**List of tasks**
1. For the article on SB 1602 and pesticide drift, decide whether each statement agrees with the text: (a) Pacific Air Research began spraying more than 24 hours before a state forester was assigned to observe the application; (b) SB 1602 passed the Oregon Legislature by a narrow margin; (c) the new buffer zones are more than five times what statute previously required. For each, answer yes or no and quote the deciding words.
2. Using only the article on SB 1602 and pesticide drift, explain in one to three sentences what a 24-hour email alert before an aerial spray allows nearby residents to do.
3. Resume the article on SB 1602 and pesticide drift, beginning immediately after its final sentence about larger protective buffer zones.
BEGIN Page excerpt
SB 1602 Makes a Difference for Rural Oregonians Sick of Pesticide Drift
When Allie McDermott and her partner heard the helicopter blades whirring early on a Sunday morning in March, they were stunned. As they ran up the road to see for themselves they thought, ‘There is just no way a helicopter is spraying herbicides early on a Sunday morning!’
As it happened Pacific Air Research snuck in on the weekend, more than 24 hours before a state forester was assigned to observe the aerial application. The intent was to spray 113 acres with Atrazine 4L and Velpar DF from the air without any agency oversight.
These are both dangerous chemicals. The US EPA states that Atrazine and Velpar (active ingredient Hexazinone) can easily contaminate ground and drinking water. Both are highly toxic to aquatic life. Velpar can cause irreversible eye damage. Atrazine is a known human hormone disruptor associated with decreasing sperm counts in animals and birth defects in people. No one would want these poisons sprayed near their homes and farms.
Unfortunately, all this took place three months shy of pesticide protections provided by Senate Bill 1602, which passed nearly unanimously in the Oregon Legislature on June 26th. This landmark law will addresses aerial pesticide spray issues faced by McDermott and hundreds of the other rural Oregonians who have reached out to Beyond Toxics over the past 18 years.
SB 1602 mandates that residents living near planned spray operations can request and will receive an email alert 24 hours before an aerial spray. No more helicopters sneaking in to spray at sunrise on a Sunday morning, unscheduled and unannounced! With this real-time notification, nearby residents can leave the area temporarily or prepare their families, take precautions to protect their pets and livestock, and collect water and soil samples before and after a spray operation if they wish. Pesticide applicators and timber land owners will receive hefty fines if they disobey the law.
The bill mandates larger protective buffer zones for homes, schools and drinking water intakes, more than 5 times what was previously required in statute.
END Page excerpt
BEGIN Extracted data
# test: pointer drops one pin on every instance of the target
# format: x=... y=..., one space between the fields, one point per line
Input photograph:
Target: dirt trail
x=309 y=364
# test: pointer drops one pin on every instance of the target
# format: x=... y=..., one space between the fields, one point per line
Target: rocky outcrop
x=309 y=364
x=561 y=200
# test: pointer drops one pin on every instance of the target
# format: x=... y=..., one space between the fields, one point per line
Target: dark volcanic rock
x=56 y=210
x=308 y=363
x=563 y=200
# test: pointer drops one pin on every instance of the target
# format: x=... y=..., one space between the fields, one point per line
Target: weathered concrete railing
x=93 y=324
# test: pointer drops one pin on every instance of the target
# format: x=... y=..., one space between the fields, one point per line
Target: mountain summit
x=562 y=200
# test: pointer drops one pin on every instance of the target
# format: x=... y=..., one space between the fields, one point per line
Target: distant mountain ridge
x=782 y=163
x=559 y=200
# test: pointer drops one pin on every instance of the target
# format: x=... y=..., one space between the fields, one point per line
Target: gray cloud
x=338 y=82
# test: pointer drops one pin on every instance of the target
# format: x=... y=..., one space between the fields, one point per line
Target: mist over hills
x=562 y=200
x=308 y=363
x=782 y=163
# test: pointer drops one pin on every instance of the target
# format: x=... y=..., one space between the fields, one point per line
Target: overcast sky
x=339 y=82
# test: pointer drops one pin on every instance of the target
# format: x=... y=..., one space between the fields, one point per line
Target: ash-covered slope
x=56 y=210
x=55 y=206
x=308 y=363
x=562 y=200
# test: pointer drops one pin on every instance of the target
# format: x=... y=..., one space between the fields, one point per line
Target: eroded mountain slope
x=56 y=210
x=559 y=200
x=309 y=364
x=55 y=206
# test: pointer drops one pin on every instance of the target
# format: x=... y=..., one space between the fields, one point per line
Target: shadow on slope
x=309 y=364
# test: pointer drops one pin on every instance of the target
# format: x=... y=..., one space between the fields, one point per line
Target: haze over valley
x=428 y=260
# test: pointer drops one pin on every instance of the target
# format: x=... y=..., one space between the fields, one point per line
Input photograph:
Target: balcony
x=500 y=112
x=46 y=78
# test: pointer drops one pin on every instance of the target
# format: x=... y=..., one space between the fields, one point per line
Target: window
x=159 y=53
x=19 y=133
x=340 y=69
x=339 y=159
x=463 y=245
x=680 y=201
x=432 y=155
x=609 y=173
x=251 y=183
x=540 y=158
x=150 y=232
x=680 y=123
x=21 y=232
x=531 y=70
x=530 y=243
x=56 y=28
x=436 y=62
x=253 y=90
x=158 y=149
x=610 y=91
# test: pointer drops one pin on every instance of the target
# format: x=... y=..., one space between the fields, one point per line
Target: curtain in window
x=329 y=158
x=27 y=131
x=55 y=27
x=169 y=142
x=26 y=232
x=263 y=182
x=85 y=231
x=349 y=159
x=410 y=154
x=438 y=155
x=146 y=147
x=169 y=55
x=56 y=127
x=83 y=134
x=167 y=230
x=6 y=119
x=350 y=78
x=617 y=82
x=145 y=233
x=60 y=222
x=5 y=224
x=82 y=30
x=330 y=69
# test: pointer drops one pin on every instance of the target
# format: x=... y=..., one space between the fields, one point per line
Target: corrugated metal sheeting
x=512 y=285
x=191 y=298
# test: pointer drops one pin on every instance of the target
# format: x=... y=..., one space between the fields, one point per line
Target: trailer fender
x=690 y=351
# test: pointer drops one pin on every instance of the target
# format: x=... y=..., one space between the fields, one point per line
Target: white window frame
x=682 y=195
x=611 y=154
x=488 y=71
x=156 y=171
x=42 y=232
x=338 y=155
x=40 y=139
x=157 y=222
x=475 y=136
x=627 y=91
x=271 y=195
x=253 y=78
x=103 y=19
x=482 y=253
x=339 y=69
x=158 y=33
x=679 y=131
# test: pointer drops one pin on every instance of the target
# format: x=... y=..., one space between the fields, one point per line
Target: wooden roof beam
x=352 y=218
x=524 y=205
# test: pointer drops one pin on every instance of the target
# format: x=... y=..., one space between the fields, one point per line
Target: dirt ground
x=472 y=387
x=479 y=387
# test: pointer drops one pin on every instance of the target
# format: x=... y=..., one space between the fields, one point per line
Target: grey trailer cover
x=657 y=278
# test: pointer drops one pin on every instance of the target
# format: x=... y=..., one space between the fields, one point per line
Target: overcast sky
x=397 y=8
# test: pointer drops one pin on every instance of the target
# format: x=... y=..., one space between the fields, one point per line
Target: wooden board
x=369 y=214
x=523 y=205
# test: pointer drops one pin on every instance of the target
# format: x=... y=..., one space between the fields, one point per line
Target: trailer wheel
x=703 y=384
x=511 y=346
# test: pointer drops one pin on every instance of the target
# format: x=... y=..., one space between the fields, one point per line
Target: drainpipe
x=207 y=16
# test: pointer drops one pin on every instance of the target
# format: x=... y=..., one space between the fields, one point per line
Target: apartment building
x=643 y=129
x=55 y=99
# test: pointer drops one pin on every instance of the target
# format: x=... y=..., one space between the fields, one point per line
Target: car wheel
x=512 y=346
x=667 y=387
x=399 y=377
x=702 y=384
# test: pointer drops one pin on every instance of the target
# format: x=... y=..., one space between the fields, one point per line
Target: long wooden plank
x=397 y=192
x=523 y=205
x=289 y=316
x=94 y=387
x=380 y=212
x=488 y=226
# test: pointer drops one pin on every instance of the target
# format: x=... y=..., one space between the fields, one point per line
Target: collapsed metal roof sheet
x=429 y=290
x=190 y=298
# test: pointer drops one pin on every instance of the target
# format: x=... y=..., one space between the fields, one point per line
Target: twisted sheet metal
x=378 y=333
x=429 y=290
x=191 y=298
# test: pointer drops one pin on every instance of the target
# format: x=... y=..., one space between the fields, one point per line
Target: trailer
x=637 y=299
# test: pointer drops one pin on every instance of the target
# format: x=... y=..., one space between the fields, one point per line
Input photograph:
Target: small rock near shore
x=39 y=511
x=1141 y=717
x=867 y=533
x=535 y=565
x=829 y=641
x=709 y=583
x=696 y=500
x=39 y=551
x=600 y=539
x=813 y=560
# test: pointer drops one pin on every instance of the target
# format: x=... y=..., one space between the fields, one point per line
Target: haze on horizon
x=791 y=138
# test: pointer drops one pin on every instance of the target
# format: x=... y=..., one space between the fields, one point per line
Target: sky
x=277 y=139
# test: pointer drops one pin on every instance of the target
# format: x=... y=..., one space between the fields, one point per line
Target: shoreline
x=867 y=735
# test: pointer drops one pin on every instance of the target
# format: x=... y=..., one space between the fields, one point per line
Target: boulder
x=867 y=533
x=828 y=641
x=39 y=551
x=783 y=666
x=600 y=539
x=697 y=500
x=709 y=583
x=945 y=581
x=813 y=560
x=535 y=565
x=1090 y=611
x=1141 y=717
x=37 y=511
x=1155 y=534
END Extracted data
**Answers in order**
1.
(a) Yes: "more than 24 hours before a state forester was assigned to observe the aerial application."
(b) No: "passed nearly unanimously in the Oregon Legislature on June 26th."
(c) Yes: "more than 5 times what was previously required in statute."

2. The alert ends unscheduled, unannounced spraying. It gives nearby residents time to leave the area temporarily or prepare their families. They can also take precautions to protect their pets and livestock, and collect water and soil samples before and after the spray if they wish.

3.
Another strong point of SB 1602, rural residents are now legally entitled to their ‘right-to-know’ before a helicopter arrives on the scene. With the passage of SB 1602, Oregon has finally adopted human health and environmental laws more closely aligned with pesticide protections required in other western states.
McDermott is also an organic blueberry farmer. We believe she has every right to ensure that no herbicide spray drift reaches an organic food crop. Her ability to run a certified organic business should never be jeopardized by industrial timber business practices. Beyond Toxics fights to protect organic farmers like Allie McDermott who are working hard to provide healthy, non-toxic food for their communities.
SB 1602 is a compilation of legislative initiatives Beyond Toxics has introduced over the past five years. Based on a decade of grassroots organizing across Oregon, we brought forward a wide variety of pressing issues for legislative review and supported many dozens of rural residents in their efforts to testify at the State Capitol to demand protections from aerial pesticide spray. Our early wins to reform the Oregon Forest Practices Act set the stage for the passage of SB 1602.
After their experience, McDermott and her family are eager to see more legal protections from aerial herbicide drift. Reflecting on the new legislation in one of our recent conversations, she felt a sense of relief. “We need laws like SB 1602 because corporate timber companies just want to increase their profits by decreasing their accountability.”